■ Exercise description ■
The reply should hold every record, copied exactly, and none of the pictures.

■ Records to process ■
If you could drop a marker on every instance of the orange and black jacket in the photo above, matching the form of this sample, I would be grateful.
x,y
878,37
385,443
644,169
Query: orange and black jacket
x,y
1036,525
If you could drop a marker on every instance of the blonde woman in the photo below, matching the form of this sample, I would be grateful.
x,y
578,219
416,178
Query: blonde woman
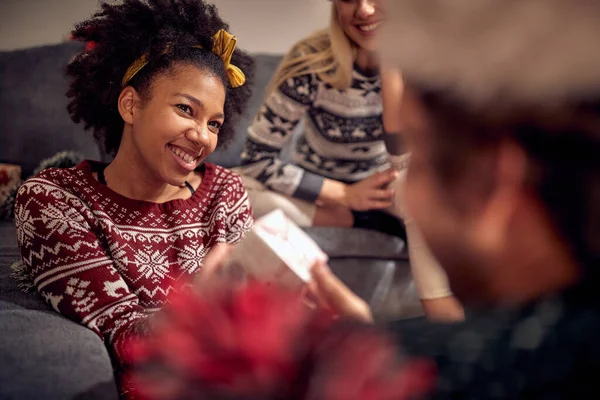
x,y
326,99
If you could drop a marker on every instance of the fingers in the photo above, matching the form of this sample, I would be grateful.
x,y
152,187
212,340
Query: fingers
x,y
382,194
380,205
337,296
213,261
383,178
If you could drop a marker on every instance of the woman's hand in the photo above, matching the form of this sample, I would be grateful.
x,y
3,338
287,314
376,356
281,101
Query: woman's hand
x,y
371,193
329,292
211,266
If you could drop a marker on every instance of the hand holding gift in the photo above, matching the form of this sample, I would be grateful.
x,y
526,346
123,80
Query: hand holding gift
x,y
278,252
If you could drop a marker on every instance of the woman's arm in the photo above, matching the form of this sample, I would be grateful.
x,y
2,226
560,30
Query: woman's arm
x,y
71,269
273,127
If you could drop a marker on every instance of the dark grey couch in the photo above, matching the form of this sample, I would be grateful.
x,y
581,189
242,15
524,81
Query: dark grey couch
x,y
43,355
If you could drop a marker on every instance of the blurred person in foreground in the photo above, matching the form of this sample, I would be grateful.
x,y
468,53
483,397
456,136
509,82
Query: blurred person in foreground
x,y
502,110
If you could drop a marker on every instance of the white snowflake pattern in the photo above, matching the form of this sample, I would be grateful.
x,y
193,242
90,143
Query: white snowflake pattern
x,y
62,221
190,257
83,300
152,264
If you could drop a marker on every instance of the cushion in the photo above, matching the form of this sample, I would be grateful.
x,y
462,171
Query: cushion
x,y
34,122
229,156
46,356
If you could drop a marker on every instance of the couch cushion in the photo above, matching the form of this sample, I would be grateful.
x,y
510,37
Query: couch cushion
x,y
34,122
229,156
358,243
44,355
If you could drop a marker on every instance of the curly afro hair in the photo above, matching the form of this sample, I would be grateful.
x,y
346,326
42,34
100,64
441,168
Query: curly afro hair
x,y
166,30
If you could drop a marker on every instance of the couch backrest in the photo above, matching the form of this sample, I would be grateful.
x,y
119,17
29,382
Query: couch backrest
x,y
265,68
35,124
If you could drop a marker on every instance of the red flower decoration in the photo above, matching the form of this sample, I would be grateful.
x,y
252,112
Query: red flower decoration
x,y
261,342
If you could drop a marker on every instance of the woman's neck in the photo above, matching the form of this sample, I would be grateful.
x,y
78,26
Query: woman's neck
x,y
367,60
129,176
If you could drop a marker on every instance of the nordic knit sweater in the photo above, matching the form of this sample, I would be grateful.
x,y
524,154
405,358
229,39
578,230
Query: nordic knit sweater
x,y
341,137
107,261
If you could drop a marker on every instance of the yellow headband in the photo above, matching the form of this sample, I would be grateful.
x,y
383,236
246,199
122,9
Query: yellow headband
x,y
223,46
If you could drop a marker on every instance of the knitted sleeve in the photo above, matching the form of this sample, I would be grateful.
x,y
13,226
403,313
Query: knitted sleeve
x,y
232,198
70,267
272,128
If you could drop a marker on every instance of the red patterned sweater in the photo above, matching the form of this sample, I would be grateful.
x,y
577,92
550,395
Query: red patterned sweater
x,y
107,261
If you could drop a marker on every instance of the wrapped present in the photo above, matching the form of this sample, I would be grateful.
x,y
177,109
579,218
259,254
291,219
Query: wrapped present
x,y
10,177
276,250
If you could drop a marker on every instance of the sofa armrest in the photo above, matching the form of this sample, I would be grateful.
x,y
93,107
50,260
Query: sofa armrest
x,y
45,356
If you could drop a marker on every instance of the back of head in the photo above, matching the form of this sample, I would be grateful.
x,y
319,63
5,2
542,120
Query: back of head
x,y
528,72
328,53
167,33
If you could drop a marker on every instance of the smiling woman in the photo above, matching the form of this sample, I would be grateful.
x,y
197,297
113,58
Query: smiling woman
x,y
161,88
329,86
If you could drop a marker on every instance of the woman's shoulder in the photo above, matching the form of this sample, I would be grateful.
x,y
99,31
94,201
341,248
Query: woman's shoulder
x,y
58,179
223,180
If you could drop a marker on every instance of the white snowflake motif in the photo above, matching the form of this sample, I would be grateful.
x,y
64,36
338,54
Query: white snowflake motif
x,y
52,299
358,133
152,264
335,132
190,258
82,300
303,89
60,221
24,222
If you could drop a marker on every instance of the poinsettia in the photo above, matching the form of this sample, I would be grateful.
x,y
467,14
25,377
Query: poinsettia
x,y
259,341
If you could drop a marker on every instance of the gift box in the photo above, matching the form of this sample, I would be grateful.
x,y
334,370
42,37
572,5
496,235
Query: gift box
x,y
10,177
276,251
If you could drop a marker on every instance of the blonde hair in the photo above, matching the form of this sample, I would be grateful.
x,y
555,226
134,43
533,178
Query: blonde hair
x,y
328,53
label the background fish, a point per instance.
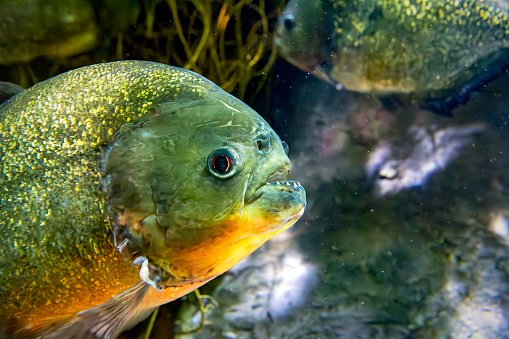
(439, 51)
(189, 179)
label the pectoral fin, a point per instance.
(444, 105)
(104, 321)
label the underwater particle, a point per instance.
(112, 203)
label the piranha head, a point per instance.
(197, 187)
(305, 36)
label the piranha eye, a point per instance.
(223, 163)
(289, 22)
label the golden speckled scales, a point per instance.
(54, 232)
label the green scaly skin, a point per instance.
(122, 146)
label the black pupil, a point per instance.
(289, 24)
(221, 164)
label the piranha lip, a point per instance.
(274, 181)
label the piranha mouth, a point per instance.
(275, 182)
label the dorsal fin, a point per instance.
(7, 90)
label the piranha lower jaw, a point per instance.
(278, 208)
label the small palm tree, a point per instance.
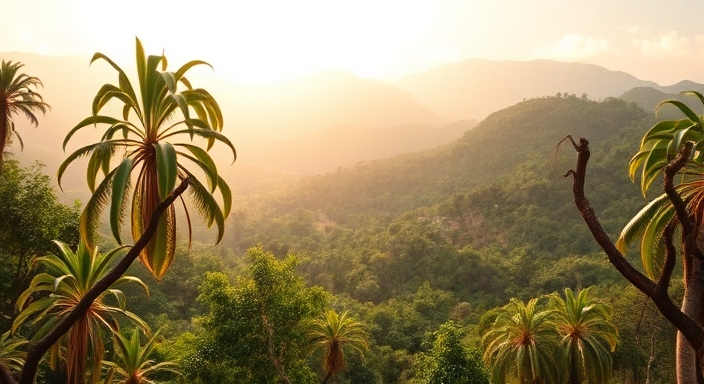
(588, 336)
(17, 97)
(132, 364)
(335, 334)
(70, 275)
(154, 115)
(523, 343)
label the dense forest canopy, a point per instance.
(425, 249)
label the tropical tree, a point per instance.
(155, 115)
(256, 327)
(17, 97)
(132, 364)
(449, 362)
(31, 218)
(658, 148)
(523, 343)
(588, 336)
(12, 354)
(335, 335)
(69, 276)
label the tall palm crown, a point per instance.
(132, 364)
(523, 343)
(658, 147)
(336, 334)
(588, 336)
(70, 275)
(17, 97)
(153, 116)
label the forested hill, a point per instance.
(497, 147)
(472, 217)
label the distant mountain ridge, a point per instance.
(479, 87)
(326, 120)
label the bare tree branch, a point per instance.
(688, 327)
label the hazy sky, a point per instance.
(267, 40)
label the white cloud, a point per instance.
(667, 45)
(574, 47)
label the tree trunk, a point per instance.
(4, 126)
(651, 360)
(686, 363)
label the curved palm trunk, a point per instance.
(686, 363)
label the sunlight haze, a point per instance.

■ Expected answer ■
If you could drop a marker on every instance of the orange and black jacket in the photo above, matching the form of this sample, I would be grateful.
x,y
878,37
385,443
644,169
Query: orange and black jacket
x,y
1036,525
If you could drop a marker on every instance of the blonde woman in the photo below, matching the form of this sample, I would be grateful.
x,y
578,219
416,178
Query: blonde woman
x,y
326,99
If you could drop a marker on every instance of the fingers in the photo above, matching the form of this sample, I would be grateful.
x,y
152,187
212,340
Query: fingers
x,y
382,194
380,205
337,296
213,261
383,178
If you could drop a marker on every instance of the woman's hand in the photo above, matching the form of this sample, I would be grateful.
x,y
3,338
287,314
376,356
281,101
Query: woman's hand
x,y
371,193
329,292
211,266
If you could drop a marker on every instance of the hand holding gift in the photo above, matching the form of this sample, I would be grateful.
x,y
526,346
123,80
Query: hand holding gift
x,y
278,252
If you could drop a marker on every instance of the woman's arm in the photo above, matching the form of this sample, I would be grateful.
x,y
2,226
560,30
Query: woman's arm
x,y
71,269
273,127
If you could drop a marker on every instance of the dark grey couch in the photo above, matching the form of this sample, I would be grateful.
x,y
581,189
242,15
524,81
Query: dark grey couch
x,y
43,355
If you could drop a marker on every instance of the blurred person in foreground in the photo above, matching the form of this sample, I would be grateful.
x,y
468,53
483,397
456,136
509,82
Query: blurred person in foreground
x,y
502,110
If you could drop a marker on every instance of the white snowflake pattern in the photo above, matching the form of this sample, I would be grateful.
x,y
193,242
90,143
Query: white snowflake pattern
x,y
62,221
190,257
83,300
152,264
If you could drop a marker on every instance of the cushion in the photo above, matching the form of this sample, I would be grateful.
x,y
462,171
Query: cushion
x,y
34,122
229,156
46,356
If you could drop a marker on every instance of the couch cushion in the photo above, matching the form of this sample, I would be grateful.
x,y
510,37
Query: couch cushion
x,y
34,122
229,156
358,243
44,355
If you could drop a marker on every instance of the curly afro hair in the photo above, matching the form of this sample, I would be grateful.
x,y
346,326
42,34
100,64
441,168
Query: curly afro hair
x,y
166,30
If you could drop a marker on every instance of the couch backrest in the photo above, matching the form of this sample, I would be grateful.
x,y
119,17
29,382
Query: couch backrest
x,y
265,68
35,124
If you could drop a marker on every instance of the red flower decoration in the photo above, matching the form of this sample, I would be grateful.
x,y
252,112
Query: red flower decoration
x,y
261,342
If you could drop a marker on every instance of the woman's neck in the photo above, matching the form of this sample, I would be grateful.
x,y
78,26
Query: woman's neck
x,y
367,60
129,176
If you could drop a marker on every instance of the nordic knit sweater in the photo above, matching the form of this sample, I would be grateful.
x,y
524,154
405,358
229,39
578,230
Query: nordic knit sweater
x,y
341,137
107,261
If you could drop a marker on every instance of the yellow headband in the photo above, matching the form of this sample, I would be grateful.
x,y
383,236
246,199
122,9
Query: yellow headband
x,y
223,46
If you could drop a marker on every instance of the knitted sleeve in the photo above, matching the form of this sample, I would be grateful.
x,y
13,226
403,313
Query: knitted sleeve
x,y
232,198
70,267
272,128
If you could drop a marker on every instance of the red patterned sweater in the photo above, matching the form of this sample, I would be grateful.
x,y
577,92
550,395
Query: red patterned sweater
x,y
107,261
If you could drop a marker on every instance of the wrapped present in the photo above, matching the form of this sample, I would be grateful.
x,y
177,109
579,218
259,254
291,219
Query: wrapped present
x,y
10,177
276,250
If you could drop a marker on every instance of the sofa armrest in the photo above, matching the form of this sample, I would be grateful.
x,y
93,107
50,260
Query: sofa armrest
x,y
45,356
If you could drop a marker on every instance of the back of head in the photo above, matching the form of this sample, I would be grateful.
x,y
319,63
5,2
542,120
Query: back of head
x,y
528,72
328,53
167,33
If you could drop a marker on every instance of the smiling woman in the photo above, matching the form of this sample, I would be grateful.
x,y
197,297
113,58
Query: smiling woman
x,y
161,88
329,86
If you could drop a marker on every instance of the woman's shoulder in the photo above, matching the form of this sample, I would be grateful.
x,y
99,31
94,201
341,248
Query: woman's shoulder
x,y
58,179
223,180
If you could drop a marker on every instance of the white snowflake motif in the photo above, matching the form of this sample, I would be grateful.
x,y
64,36
338,54
Query: white snowflake motif
x,y
52,299
358,133
152,264
335,132
190,258
82,300
303,89
60,221
24,222
If you could drop a marker on every instance of the poinsettia in the photo above, matching the form of this sample, I would be grateful.
x,y
467,14
25,377
Query: poinsettia
x,y
259,341
If you could drop a marker on every instance of the gift box in the photo above, matching the form of this sample, I would be grateful.
x,y
334,370
42,37
572,5
496,235
Query: gift box
x,y
10,177
276,251
If you could drop a marker on every instance of the blonde hair in the photo above, matching the form of this sample, I would be grateful.
x,y
555,226
134,43
533,178
Query: blonde hair
x,y
328,53
label the background fish, a point per instance.
(439, 51)
(189, 179)
label the pectoral fin, a point per instance.
(444, 105)
(104, 321)
label the underwater particle, a point per instance.
(112, 203)
label the piranha head, a point per instance.
(197, 187)
(305, 36)
label the piranha eye, a point per instance.
(223, 163)
(289, 22)
label the golden speckled scales, a point per instance.
(54, 232)
label the green scaly skin, a point per instance.
(122, 146)
label the black pupil, a point per instance.
(289, 24)
(221, 164)
label the piranha lip, a point per instance.
(274, 181)
label the piranha mouth, a point per instance.
(275, 182)
label the dorsal fin, a point per instance.
(7, 90)
label the piranha lower jaw, a point per instance.
(278, 208)
label the small palm tree, a point per instance.
(588, 336)
(17, 97)
(132, 364)
(335, 334)
(70, 275)
(154, 115)
(523, 343)
label the dense forest canopy, a point per instance.
(425, 249)
label the tropical tree, a point per instance.
(155, 115)
(256, 327)
(17, 97)
(132, 364)
(449, 362)
(31, 218)
(658, 148)
(523, 343)
(588, 336)
(12, 354)
(335, 335)
(69, 276)
label the tall palm crown, a point per instance.
(132, 364)
(523, 343)
(658, 147)
(336, 334)
(588, 336)
(70, 275)
(17, 97)
(153, 116)
label the forested hill, a point per instance.
(497, 147)
(472, 217)
label the distant mountain ridge, a point per instance.
(479, 87)
(326, 120)
label the bare tree branch, a point per instance.
(688, 327)
label the hazy sky, a point per instance.
(267, 40)
label the white cloud, a point per instance.
(667, 45)
(574, 47)
label the tree trunk, a point per instance.
(4, 126)
(651, 360)
(686, 363)
label the curved palm trunk, a point per instance.
(686, 363)
label the sunlight haze, a point per instance.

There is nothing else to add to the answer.